# TRECHO DE ORIGEM:
··········

Uma primeira fragilidade a ser notada tem a sua origem na própria concepção do Estado
brasileiro, e da evolução da sua estrutura pautada no centralismo político. Trata-se de um Estado
que tem suas raízes no Colonialismo, na imposição da vontade e da norma, por parte de uma
metrópole distante e exploradora dos meios de produção. O Federalismo brasileiro não nasceu da
comunhão de poderes entre entes políticos já estabelecidos, que outorgaram parcela do seu poder
em favor de um entre central (movimento centrípeto). Originou-se, em realidade, a partir de um
movimento inverso, de outorga de parcelas de poder do ente central em favor de entes periféricos
que passaram a ser formalizados a partir de ent ão (movimento centrífugo). Esta dinâmica terminou
por deixar marcas muito claras na dinâmica da estrutura federativa brasileiro, especialmente no
sentido da concentração do poder político no Ente c entral.
Nesta perspectiva histórica, as Constituições Federais de 1946 e 1988 (CF/88) despontam
como tentativas de estabelecimento de uma descentralização política administrativa efetiva, que
terminaram por ter suas normas referentes ao Pacto Federativo relativizadas pelas circunstâncias
políticas, econômicas e sociais que seguiram às suas promulgações. A opção federativa de 1946 foi
relativizada inicialmente pela Constituição de 1967, e especialmente pela Emenda Constitucional n.

··········

# MATERIAL:
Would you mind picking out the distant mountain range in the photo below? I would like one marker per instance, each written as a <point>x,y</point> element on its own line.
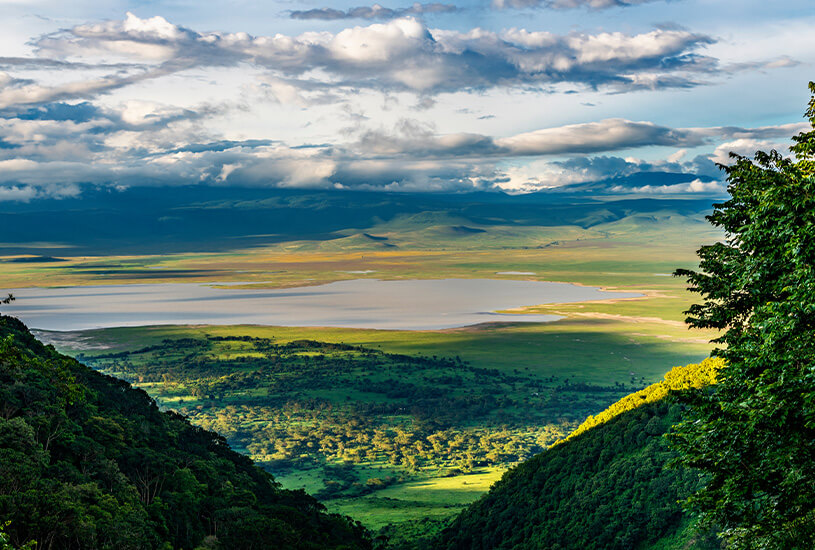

··········

# TAREFAS A REALIZAR:
- 1) De acordo com o trecho, em que o Estado brasileiro tem suas raízes?
- 2) Indique se cada afirmação concorda com o trecho: (a) o Federalismo brasileiro nasceu da comunhão de poderes entre entes políticos já estabelecidos; (b) a opção federativa de 1946 foi relativizada inicialmente pela Constituição de 1967; (c) as Constituições Federais de 1946 e 1988 despontam como tentativas de descentralização política administrativa efetiva. Responda sim ou não e cite as palavras decisivas do trecho.
- 3) Por favor, reproduza a parte do trecho que começa em "Nesta perspectiva histórica, as" e vai até "Emenda Constitucional n.".
Os dados não têm relação com o trecho.

# RESPOSTAS DO EXERCÍCIO:
- 1) No Colonialismo.

- 2)
(a) Não: "O Federalismo brasileiro não nasceu da comunhão de poderes entre entes políticos já estabelecidos"
(b) Sim: "A opção federativa de 1946 foi relativizada inicialmente pela Constituição de 1967"
(c) Sim: "despontam como tentativas de estabelecimento de uma descentralização política administrativa efetiva"

- 3)
Nesta perspectiva histórica, as Constituições Federais de 1946 e 1988 (CF/88) despontam
como tentativas de estabelecimento de uma descentralização política administrativa efetiva, que
terminaram por ter suas normas referentes ao Pacto Federativo relativizadas pelas circunstâncias
políticas, econômicas e sociais que seguiram às suas promulgações. A opção federativa de 1946 foi
relativizada inicialmente pela Constituição de 1967, e especialmente pela Emenda Constitucional n.